--- Start of Dataset records ---

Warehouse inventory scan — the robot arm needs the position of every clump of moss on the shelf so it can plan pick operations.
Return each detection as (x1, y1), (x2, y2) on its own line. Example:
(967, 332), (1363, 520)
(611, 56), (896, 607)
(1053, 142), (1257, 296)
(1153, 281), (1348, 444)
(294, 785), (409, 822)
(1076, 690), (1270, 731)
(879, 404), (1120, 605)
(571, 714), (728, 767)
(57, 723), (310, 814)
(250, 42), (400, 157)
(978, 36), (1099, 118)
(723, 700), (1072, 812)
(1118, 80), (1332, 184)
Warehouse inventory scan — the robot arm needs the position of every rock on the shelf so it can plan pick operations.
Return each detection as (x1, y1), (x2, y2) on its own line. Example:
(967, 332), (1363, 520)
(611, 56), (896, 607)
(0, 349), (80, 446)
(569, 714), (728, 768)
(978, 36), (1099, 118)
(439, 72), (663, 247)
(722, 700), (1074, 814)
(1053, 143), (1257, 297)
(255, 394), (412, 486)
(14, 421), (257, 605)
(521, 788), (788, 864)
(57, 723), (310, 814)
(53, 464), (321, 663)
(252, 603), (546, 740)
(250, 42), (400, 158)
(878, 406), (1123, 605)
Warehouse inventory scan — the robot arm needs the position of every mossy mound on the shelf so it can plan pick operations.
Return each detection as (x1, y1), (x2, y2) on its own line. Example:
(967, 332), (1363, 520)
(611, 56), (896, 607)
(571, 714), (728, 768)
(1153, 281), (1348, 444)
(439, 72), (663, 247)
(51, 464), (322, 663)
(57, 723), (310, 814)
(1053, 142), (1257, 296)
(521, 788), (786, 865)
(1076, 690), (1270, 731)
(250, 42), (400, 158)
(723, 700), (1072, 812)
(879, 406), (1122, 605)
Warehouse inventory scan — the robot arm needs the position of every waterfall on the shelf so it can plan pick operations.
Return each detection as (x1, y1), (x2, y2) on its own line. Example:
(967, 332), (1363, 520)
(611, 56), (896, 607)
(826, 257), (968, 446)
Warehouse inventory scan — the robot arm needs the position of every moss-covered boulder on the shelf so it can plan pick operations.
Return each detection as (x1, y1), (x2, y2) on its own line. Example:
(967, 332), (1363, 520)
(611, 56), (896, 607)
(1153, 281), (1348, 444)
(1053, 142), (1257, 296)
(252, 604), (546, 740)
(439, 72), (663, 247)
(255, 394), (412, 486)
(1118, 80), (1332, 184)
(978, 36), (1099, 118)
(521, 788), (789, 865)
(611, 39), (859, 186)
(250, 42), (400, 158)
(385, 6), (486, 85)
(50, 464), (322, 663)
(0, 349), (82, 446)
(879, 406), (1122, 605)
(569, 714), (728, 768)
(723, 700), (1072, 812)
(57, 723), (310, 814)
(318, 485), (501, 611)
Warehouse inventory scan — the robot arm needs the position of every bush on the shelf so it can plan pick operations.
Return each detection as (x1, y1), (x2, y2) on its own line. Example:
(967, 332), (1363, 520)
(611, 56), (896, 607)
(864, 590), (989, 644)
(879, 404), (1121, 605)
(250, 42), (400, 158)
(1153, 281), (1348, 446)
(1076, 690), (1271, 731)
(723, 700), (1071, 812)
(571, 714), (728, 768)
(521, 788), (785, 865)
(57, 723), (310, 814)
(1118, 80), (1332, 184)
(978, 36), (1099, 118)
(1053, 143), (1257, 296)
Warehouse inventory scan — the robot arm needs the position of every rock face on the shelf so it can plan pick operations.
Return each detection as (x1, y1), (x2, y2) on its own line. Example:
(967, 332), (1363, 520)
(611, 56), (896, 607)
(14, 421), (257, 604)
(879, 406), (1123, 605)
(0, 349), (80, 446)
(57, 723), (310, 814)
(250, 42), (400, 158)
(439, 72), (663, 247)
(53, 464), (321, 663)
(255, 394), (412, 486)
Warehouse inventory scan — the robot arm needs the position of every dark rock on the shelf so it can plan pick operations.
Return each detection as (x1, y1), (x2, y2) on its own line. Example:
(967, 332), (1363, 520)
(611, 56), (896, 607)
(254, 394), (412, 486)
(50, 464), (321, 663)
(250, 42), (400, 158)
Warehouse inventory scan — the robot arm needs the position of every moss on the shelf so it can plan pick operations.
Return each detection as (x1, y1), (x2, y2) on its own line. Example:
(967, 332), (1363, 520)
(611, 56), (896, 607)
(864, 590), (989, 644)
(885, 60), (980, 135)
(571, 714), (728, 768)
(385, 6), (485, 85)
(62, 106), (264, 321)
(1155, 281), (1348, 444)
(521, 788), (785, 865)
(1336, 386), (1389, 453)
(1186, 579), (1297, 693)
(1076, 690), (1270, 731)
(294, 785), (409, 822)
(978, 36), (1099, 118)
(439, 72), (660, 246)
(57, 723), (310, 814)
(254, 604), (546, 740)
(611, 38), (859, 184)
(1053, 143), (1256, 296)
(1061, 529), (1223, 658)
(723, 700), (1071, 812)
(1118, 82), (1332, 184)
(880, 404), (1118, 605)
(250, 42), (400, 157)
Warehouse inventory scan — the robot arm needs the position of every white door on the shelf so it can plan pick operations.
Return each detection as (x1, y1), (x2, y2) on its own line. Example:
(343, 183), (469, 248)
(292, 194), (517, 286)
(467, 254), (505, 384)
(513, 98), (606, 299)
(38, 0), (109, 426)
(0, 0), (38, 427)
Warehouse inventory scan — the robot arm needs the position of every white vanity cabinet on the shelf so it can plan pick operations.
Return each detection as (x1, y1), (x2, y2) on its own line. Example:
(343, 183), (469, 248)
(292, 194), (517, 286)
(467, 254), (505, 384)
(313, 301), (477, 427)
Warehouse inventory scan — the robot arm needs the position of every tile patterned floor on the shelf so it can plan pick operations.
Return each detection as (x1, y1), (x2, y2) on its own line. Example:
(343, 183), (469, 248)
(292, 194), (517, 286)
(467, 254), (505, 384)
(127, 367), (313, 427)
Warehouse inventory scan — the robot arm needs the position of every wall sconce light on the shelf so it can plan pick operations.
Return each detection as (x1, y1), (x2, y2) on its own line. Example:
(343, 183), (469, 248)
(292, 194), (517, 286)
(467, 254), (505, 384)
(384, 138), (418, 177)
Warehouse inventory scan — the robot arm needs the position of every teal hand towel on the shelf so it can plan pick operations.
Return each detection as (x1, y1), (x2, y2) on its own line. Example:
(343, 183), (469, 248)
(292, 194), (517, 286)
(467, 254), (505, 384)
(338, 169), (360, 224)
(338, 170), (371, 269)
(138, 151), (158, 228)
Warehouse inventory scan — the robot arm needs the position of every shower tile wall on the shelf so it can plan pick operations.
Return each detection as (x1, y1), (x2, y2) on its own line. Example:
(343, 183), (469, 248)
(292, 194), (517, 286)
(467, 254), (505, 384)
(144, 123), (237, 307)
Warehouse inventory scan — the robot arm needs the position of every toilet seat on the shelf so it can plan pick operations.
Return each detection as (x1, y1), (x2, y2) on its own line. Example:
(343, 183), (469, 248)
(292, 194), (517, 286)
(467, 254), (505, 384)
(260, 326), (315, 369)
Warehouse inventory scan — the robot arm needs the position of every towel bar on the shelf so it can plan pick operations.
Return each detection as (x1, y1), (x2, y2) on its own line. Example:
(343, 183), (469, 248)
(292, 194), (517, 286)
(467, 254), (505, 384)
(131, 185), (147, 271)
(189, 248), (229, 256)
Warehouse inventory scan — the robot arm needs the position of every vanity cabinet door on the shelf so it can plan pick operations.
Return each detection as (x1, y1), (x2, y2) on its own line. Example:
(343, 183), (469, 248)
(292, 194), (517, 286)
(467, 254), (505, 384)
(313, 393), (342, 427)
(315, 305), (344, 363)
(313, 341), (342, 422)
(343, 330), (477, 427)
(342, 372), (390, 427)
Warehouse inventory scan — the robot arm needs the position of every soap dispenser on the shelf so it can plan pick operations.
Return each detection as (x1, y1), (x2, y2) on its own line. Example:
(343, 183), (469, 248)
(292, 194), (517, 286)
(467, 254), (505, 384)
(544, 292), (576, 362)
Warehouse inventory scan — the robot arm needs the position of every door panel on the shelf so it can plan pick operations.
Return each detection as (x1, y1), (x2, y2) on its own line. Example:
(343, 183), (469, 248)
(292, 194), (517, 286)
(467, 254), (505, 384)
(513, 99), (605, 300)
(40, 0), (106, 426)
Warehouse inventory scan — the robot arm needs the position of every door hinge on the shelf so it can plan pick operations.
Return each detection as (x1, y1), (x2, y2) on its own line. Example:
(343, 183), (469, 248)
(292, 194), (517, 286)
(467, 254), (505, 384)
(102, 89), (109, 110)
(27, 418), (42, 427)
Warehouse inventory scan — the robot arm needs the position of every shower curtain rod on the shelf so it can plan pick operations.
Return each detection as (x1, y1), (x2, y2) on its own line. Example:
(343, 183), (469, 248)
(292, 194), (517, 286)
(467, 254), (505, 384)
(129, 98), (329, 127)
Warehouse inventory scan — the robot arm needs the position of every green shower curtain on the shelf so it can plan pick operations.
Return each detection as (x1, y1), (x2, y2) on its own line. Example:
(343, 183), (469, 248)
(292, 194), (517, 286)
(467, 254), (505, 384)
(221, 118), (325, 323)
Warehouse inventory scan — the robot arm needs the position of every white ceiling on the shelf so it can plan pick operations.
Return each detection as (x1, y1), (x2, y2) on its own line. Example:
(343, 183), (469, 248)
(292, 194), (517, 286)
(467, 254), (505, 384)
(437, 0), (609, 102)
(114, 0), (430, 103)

--- End of Dataset records ---

Written problem.
Rewrite the records from the line that contains "every shower tile" through the line that contains "(40, 0), (106, 426)", inclusive, changing "robot arm" to "picking robot" and keeping everything else the same. Return only those lines.

Problem solution.
Warehouse inventory scan — the picking robot needs the position of every shower tile wall on the shelf so it can plan pick operations.
Return each detection as (x1, y1), (x2, y2) on its own line. Example:
(343, 183), (469, 248)
(292, 194), (517, 286)
(467, 254), (505, 384)
(144, 123), (237, 307)
Warehouse inventory scan — the picking robot needs the position of every toilet seat on the shelf so it can plan pick operations.
Return each detection as (x1, y1), (x2, y2) on its own line. Example:
(343, 183), (469, 248)
(292, 194), (517, 286)
(467, 254), (505, 384)
(260, 326), (315, 369)
Warehouse inventory scan — the picking robot needs the position of every towel bar on the shelf so it can plan pick operations.
Return each detection as (x1, y1), (x2, y2) on its own line. Example:
(343, 183), (469, 248)
(292, 194), (517, 286)
(467, 254), (505, 384)
(131, 185), (147, 271)
(189, 248), (229, 256)
Warehouse inventory scan — the picking robot needs the position of every vanity cabinet door on the shelf so it can plan pick operations.
Return each detection as (x1, y1), (x2, y2) on its own line. Example:
(343, 183), (469, 248)
(292, 194), (517, 286)
(467, 254), (505, 384)
(313, 393), (342, 427)
(315, 305), (344, 363)
(313, 341), (342, 422)
(343, 330), (477, 427)
(342, 372), (390, 427)
Warehouse inventory scan — the picking robot needs the position of every soap dispenser on the shelf so it can plan pick operations.
Return each detection as (x1, y1), (x2, y2) on its own line. Example:
(343, 183), (469, 248)
(292, 194), (517, 286)
(467, 254), (505, 384)
(544, 292), (576, 362)
Warehouse inventory scan — the picking robot needs the position of every door panel on the shelf so it can plan pick operations.
Return each detection as (x1, y1), (x2, y2) on its own line. Example:
(343, 183), (469, 248)
(292, 194), (517, 286)
(467, 254), (505, 384)
(513, 99), (605, 300)
(40, 0), (106, 426)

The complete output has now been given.